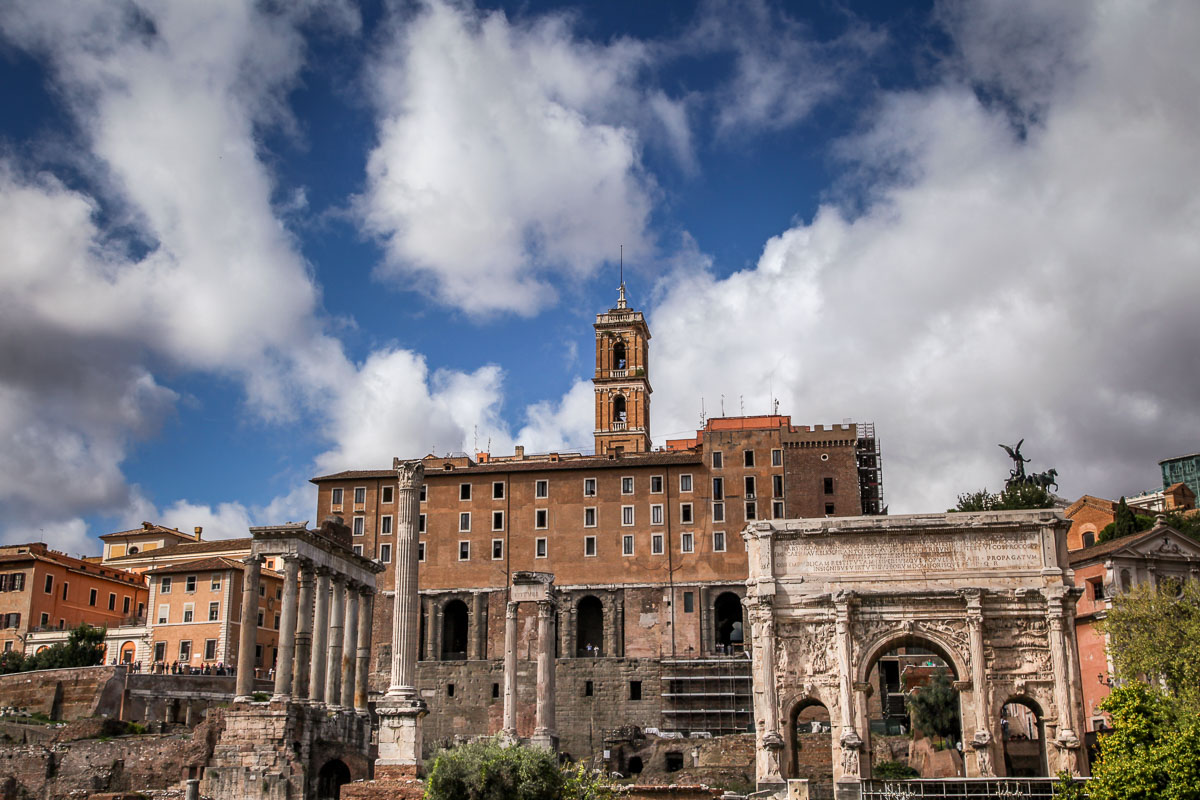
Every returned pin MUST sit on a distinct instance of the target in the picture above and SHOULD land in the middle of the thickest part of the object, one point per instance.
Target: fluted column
(283, 671)
(319, 638)
(351, 647)
(336, 632)
(304, 633)
(363, 657)
(249, 635)
(510, 671)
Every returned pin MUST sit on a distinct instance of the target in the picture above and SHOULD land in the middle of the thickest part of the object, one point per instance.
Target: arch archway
(727, 621)
(454, 631)
(1023, 734)
(330, 780)
(589, 626)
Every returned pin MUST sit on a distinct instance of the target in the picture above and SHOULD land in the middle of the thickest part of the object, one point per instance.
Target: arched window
(589, 626)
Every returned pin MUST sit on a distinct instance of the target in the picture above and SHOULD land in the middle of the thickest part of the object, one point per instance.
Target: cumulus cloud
(501, 163)
(1003, 281)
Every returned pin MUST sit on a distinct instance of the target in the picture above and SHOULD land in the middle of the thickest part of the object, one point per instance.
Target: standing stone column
(249, 635)
(982, 739)
(319, 638)
(304, 633)
(545, 733)
(287, 653)
(363, 662)
(510, 671)
(401, 709)
(336, 631)
(351, 649)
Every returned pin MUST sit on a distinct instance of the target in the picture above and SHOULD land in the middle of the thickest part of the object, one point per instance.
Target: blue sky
(244, 246)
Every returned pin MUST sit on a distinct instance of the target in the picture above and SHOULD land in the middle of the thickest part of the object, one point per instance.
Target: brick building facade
(645, 546)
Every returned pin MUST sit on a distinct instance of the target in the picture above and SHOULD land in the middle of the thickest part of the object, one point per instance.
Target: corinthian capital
(408, 473)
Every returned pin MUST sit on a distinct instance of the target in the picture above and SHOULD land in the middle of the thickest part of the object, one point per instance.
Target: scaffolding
(707, 696)
(870, 470)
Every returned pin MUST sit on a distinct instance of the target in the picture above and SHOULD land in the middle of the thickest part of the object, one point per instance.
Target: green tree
(934, 708)
(1155, 635)
(492, 770)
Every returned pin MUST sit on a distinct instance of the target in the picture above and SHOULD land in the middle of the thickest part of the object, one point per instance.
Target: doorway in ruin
(810, 743)
(454, 631)
(903, 669)
(1024, 738)
(330, 780)
(729, 627)
(589, 626)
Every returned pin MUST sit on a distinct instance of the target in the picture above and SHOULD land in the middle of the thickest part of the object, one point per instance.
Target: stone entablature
(990, 593)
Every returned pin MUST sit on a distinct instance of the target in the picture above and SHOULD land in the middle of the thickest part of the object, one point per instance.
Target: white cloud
(498, 164)
(1003, 282)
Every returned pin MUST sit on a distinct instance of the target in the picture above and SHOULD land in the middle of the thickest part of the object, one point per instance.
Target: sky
(244, 244)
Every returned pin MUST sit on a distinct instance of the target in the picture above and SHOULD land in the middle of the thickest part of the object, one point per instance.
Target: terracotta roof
(531, 465)
(187, 548)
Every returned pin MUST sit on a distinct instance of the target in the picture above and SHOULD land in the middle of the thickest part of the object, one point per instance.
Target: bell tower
(622, 380)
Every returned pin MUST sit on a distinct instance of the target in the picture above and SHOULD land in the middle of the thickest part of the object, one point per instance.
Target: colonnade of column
(324, 638)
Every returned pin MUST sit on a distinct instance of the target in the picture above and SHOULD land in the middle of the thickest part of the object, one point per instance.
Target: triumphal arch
(989, 594)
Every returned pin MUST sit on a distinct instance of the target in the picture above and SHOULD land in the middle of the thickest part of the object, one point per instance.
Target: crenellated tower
(622, 380)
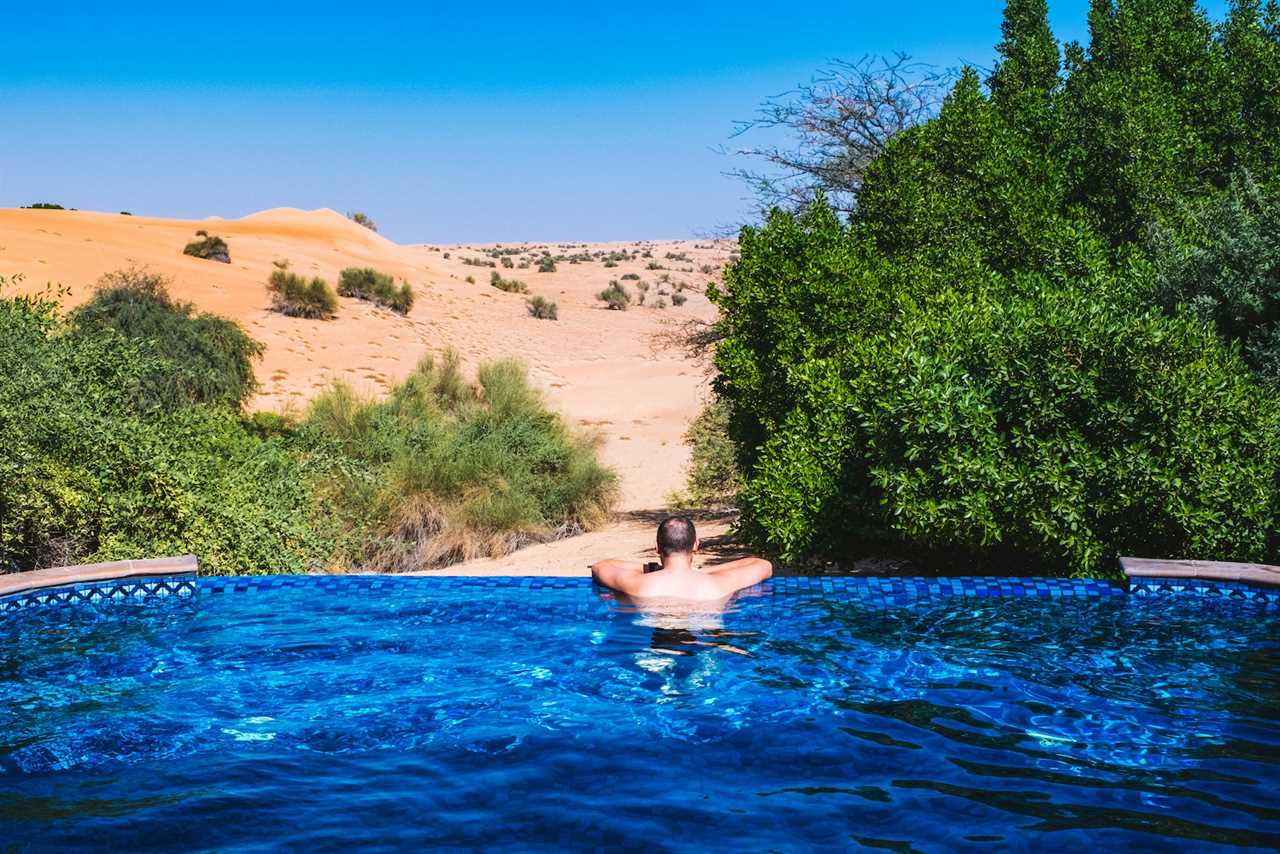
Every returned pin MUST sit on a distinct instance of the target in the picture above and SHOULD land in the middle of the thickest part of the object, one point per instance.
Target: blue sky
(469, 122)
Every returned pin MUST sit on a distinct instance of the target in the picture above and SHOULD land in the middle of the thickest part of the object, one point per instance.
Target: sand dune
(598, 368)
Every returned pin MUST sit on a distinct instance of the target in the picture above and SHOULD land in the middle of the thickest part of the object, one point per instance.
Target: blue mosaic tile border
(1205, 588)
(871, 590)
(140, 589)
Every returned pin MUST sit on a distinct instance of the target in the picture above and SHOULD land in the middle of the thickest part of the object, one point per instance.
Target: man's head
(676, 535)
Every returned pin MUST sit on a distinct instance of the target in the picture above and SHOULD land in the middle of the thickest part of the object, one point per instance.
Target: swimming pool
(324, 713)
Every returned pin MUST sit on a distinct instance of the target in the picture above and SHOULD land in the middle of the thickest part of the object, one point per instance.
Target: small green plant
(293, 296)
(379, 288)
(209, 247)
(510, 286)
(616, 297)
(362, 219)
(542, 307)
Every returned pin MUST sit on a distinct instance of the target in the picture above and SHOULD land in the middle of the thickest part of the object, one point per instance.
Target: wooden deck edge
(1141, 567)
(59, 576)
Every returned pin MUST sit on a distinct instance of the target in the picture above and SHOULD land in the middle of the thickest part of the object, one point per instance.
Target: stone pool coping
(169, 576)
(60, 576)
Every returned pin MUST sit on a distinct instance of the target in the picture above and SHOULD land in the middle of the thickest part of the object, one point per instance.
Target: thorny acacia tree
(837, 123)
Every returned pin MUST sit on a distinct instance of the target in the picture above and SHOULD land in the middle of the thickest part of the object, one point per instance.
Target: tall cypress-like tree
(1251, 40)
(1027, 73)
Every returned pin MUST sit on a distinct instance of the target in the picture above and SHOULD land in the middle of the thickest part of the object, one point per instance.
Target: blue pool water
(478, 717)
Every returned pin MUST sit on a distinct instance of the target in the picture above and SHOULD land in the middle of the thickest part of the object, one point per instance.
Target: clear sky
(446, 123)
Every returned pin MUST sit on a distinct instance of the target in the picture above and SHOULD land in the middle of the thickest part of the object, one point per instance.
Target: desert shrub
(208, 359)
(209, 247)
(362, 219)
(713, 478)
(542, 307)
(615, 296)
(293, 296)
(1223, 264)
(510, 286)
(379, 288)
(446, 470)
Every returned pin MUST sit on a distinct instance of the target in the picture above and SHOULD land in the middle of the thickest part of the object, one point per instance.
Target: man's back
(682, 581)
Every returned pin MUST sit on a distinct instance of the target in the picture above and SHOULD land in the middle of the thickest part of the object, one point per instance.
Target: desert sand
(600, 369)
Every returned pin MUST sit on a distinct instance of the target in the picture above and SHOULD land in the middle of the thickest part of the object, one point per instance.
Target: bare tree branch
(841, 120)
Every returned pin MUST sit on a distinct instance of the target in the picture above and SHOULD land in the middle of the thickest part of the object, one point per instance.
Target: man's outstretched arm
(616, 574)
(741, 572)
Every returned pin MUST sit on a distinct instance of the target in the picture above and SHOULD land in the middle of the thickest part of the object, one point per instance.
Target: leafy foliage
(379, 288)
(96, 466)
(444, 470)
(1020, 343)
(1224, 264)
(208, 359)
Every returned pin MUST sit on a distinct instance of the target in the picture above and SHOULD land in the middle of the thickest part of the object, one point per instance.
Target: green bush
(990, 357)
(293, 296)
(362, 219)
(1015, 420)
(209, 247)
(208, 359)
(510, 286)
(616, 296)
(94, 467)
(379, 288)
(444, 470)
(1224, 265)
(542, 307)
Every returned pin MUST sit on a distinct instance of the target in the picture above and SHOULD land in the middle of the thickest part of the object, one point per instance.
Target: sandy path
(597, 366)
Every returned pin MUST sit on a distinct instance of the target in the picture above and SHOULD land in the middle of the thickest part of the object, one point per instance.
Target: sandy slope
(599, 368)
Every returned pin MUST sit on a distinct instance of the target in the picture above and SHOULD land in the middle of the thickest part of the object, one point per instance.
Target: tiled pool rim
(868, 590)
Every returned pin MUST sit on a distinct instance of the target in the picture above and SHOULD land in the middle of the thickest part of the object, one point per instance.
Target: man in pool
(676, 578)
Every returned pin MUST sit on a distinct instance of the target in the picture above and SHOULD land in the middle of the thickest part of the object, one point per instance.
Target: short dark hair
(676, 534)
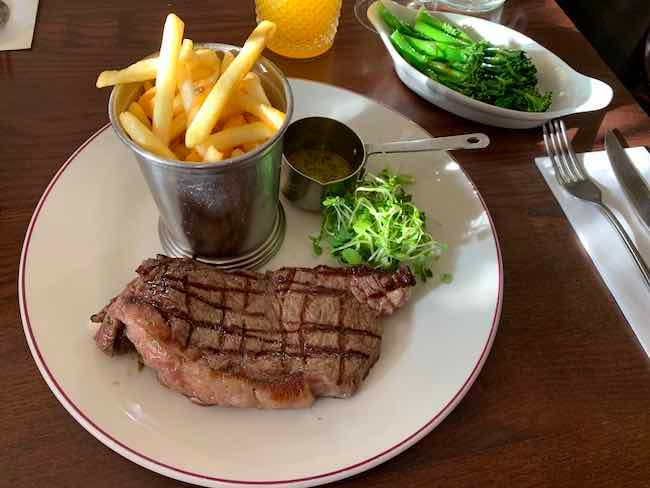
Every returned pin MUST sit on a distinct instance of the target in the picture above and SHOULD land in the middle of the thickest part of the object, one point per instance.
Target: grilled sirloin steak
(245, 339)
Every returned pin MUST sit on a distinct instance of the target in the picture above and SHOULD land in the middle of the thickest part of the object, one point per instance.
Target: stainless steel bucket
(227, 213)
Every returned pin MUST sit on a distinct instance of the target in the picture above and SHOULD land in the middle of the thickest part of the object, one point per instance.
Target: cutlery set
(572, 176)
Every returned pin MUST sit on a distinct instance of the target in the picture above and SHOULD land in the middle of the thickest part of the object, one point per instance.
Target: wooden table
(564, 397)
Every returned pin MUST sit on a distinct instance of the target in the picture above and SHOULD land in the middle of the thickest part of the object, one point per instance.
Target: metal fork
(572, 176)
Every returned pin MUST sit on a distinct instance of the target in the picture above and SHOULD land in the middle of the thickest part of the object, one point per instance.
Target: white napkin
(602, 242)
(18, 32)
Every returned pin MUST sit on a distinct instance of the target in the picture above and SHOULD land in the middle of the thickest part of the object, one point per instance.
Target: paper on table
(18, 32)
(602, 242)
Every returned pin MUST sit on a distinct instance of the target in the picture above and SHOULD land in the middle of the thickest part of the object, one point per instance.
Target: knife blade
(629, 177)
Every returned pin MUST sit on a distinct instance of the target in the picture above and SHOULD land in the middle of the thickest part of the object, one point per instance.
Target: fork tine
(568, 176)
(573, 158)
(561, 149)
(550, 150)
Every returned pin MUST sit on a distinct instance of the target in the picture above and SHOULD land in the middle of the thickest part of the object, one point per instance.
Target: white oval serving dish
(572, 92)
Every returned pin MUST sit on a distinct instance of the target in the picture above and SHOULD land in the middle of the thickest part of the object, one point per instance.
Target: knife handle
(638, 259)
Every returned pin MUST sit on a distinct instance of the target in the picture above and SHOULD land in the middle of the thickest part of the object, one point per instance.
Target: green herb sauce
(321, 164)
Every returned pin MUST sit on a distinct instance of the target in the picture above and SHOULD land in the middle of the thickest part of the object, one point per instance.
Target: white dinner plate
(96, 222)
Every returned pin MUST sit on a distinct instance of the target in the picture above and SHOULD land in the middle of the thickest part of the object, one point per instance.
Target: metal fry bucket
(227, 213)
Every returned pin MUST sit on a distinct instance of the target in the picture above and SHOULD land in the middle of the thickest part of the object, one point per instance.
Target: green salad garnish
(376, 224)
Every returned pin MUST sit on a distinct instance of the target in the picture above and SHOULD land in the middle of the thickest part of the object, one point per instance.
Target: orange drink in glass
(305, 28)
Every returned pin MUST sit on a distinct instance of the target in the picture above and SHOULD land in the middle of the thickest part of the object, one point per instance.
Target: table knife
(629, 177)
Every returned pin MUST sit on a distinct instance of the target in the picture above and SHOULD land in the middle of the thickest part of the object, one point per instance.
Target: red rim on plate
(178, 473)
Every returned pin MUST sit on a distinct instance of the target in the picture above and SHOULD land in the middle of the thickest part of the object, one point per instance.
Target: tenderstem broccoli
(500, 76)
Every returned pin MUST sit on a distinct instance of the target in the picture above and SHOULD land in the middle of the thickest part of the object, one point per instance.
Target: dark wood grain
(564, 397)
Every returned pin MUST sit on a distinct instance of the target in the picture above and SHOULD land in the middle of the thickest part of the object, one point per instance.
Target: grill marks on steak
(248, 339)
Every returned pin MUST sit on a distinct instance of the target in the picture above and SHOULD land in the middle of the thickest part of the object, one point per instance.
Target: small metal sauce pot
(324, 133)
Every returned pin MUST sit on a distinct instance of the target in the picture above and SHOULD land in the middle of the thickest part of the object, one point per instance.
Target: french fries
(267, 114)
(141, 71)
(212, 155)
(136, 109)
(184, 75)
(166, 77)
(195, 106)
(210, 111)
(143, 136)
(236, 136)
(228, 58)
(252, 85)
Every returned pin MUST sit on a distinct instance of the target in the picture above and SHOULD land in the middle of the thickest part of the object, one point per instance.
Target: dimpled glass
(305, 28)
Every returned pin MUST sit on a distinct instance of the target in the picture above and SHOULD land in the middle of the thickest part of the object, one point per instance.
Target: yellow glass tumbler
(305, 28)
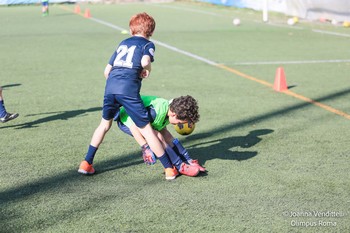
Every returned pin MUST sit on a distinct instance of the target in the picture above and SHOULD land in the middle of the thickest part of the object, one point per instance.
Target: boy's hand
(148, 156)
(144, 73)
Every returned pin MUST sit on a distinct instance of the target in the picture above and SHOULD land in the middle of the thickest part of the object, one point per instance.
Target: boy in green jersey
(162, 112)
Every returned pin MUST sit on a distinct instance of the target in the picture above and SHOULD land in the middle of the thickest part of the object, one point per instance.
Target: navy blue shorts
(133, 106)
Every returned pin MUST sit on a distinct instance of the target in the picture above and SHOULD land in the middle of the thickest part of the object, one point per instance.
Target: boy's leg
(4, 115)
(179, 149)
(97, 138)
(110, 107)
(182, 167)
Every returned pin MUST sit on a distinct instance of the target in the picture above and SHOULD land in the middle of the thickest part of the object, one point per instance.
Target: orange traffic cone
(77, 9)
(280, 80)
(87, 13)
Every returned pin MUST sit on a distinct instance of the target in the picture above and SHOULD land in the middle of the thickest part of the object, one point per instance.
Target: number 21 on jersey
(124, 56)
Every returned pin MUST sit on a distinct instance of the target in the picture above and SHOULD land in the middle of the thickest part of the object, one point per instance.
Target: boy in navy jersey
(128, 65)
(4, 115)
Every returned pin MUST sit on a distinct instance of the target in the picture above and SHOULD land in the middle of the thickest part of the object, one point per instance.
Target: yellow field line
(288, 92)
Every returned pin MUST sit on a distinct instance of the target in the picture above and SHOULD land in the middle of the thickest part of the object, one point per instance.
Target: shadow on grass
(47, 183)
(225, 148)
(63, 115)
(11, 85)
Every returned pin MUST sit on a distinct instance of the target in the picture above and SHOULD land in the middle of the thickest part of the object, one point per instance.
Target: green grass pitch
(275, 163)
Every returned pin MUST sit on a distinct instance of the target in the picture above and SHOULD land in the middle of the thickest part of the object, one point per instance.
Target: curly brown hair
(185, 108)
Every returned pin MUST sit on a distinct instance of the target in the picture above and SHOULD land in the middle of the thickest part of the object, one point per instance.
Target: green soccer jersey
(161, 107)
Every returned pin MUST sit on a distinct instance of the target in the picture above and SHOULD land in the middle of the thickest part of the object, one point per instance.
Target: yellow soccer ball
(185, 128)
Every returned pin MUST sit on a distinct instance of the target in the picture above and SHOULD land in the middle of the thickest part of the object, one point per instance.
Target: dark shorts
(133, 106)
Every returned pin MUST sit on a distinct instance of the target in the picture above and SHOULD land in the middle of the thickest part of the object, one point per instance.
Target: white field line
(331, 33)
(290, 62)
(199, 58)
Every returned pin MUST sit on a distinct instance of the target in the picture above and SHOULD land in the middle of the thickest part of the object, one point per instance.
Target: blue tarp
(17, 2)
(235, 3)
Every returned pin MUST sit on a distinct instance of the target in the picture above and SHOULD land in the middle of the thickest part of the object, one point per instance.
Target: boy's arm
(146, 64)
(137, 135)
(107, 70)
(147, 154)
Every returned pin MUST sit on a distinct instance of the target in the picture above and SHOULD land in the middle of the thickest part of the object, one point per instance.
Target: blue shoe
(8, 117)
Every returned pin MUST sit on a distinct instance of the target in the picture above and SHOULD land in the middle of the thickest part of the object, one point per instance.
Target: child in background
(161, 113)
(45, 7)
(128, 65)
(4, 115)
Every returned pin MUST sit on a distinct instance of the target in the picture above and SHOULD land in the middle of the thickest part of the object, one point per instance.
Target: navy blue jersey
(124, 77)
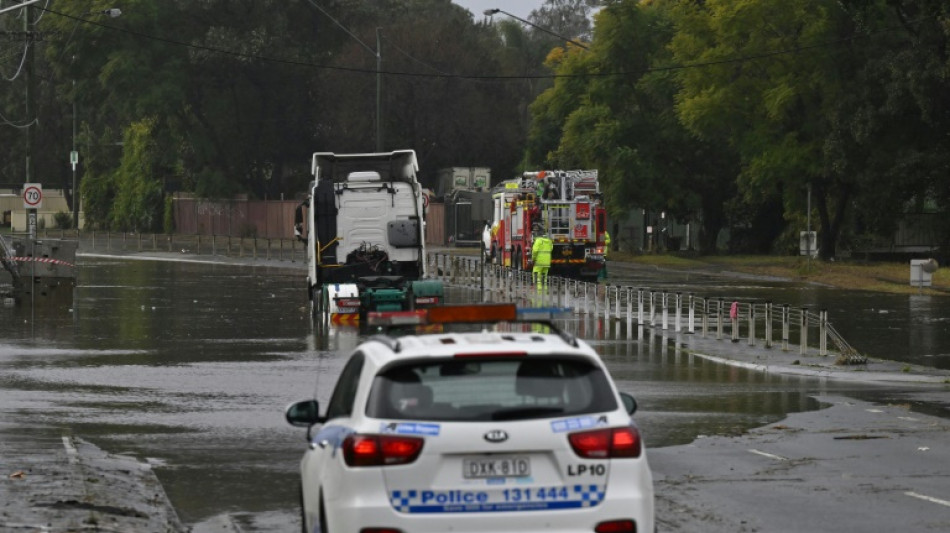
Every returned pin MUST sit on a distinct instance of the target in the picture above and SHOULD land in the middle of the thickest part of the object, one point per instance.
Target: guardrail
(780, 324)
(219, 245)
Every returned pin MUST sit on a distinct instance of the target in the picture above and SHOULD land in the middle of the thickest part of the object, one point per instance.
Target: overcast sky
(520, 8)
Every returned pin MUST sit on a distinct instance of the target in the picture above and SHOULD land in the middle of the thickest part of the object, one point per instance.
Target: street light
(74, 155)
(490, 12)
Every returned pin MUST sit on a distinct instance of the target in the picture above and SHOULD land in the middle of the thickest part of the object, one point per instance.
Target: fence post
(640, 306)
(666, 311)
(704, 309)
(617, 303)
(803, 347)
(786, 318)
(751, 323)
(691, 320)
(629, 306)
(652, 309)
(734, 322)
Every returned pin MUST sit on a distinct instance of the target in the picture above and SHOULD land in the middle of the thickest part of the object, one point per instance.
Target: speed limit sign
(32, 196)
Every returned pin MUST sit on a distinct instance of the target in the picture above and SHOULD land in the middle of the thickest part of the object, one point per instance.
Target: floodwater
(189, 366)
(911, 328)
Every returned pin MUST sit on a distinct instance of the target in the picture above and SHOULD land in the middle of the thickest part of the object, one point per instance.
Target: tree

——————————

**Direction:**
Extract every line of the entries above that contains the word "knife", and copy each one in full.

**Answer to the problem:**
Target: knife blade
Target: knife handle
Target: table knife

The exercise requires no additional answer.